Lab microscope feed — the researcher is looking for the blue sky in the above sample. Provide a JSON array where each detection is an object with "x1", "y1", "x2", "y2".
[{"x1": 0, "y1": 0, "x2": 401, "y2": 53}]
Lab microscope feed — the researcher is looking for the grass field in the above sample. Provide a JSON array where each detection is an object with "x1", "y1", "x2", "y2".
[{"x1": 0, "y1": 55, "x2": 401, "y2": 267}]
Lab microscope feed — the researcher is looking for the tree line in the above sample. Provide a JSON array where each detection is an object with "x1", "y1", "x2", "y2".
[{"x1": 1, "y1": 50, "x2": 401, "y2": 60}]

• • •

→ **What is required**
Exactly as written above, copy out all the records.

→ **Task response**
Lab microscope feed — the researcher is looking for the blue sky in the above sample. Provide a JSON array where each detection is an object with "x1", "y1", "x2", "y2".
[{"x1": 0, "y1": 0, "x2": 401, "y2": 53}]
Lab microscope feed — the researcher is looking for the grass field in the above sample. Provide a JSON array where each detection is an object with "x1", "y1", "x2", "y2".
[{"x1": 0, "y1": 55, "x2": 401, "y2": 267}]
Lab microscope feed — the researcher is looking for the tree line in the above sample. Provide a JSON array where each detection is an object with "x1", "y1", "x2", "y2".
[{"x1": 1, "y1": 50, "x2": 401, "y2": 60}]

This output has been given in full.